§ **PROVIDED TEXT**:
New content in www.cdpdj.qc.ca
In recent months, new features and helpful information have been added to the Commission's Website including:
- A thematic page - Economic and Social Rights: Vital
- Our opinion on bulling
- Legal obligations of day camps concerning children with disabilities
The Charter of Human Rights and Freedoms turns 40 this summer. The Québec Commission is celebrating this milestone with a number of special projects and events to highlight how this fundamental law has contributed to transform Québec society.
Before the Charter came into law on June 27, 1975, following a unanimous vote in the National Assembly, Québec did not have any legislation to protect fundamental rights and freedoms except for general provisions of the Civil Code. There were no laws outlawing discrimination against disabled people or members of racialized groups. Employers routinely refused to hire women or fired them when they became pregnant. Gays and lesbians had no rights and the expression LGBT (lesbian, gay, bisexual and trans) was not part of our vocabulary.

§ **REQUIRED ACTION**: In the provided text, on what date did the Charter of Human Rights and Freedoms come into law?

§ **INFORMATION SUPPLIED**:
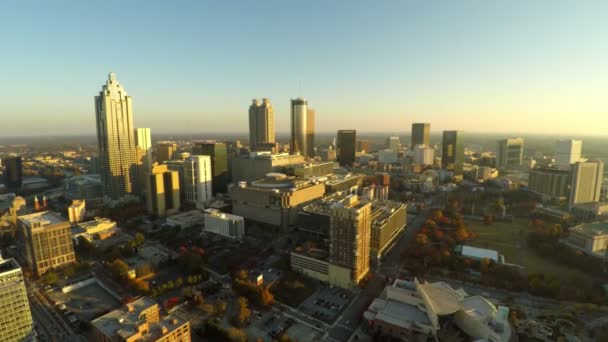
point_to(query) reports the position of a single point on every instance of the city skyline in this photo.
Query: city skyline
(524, 67)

§ **OUTPUT**: June 27, 1975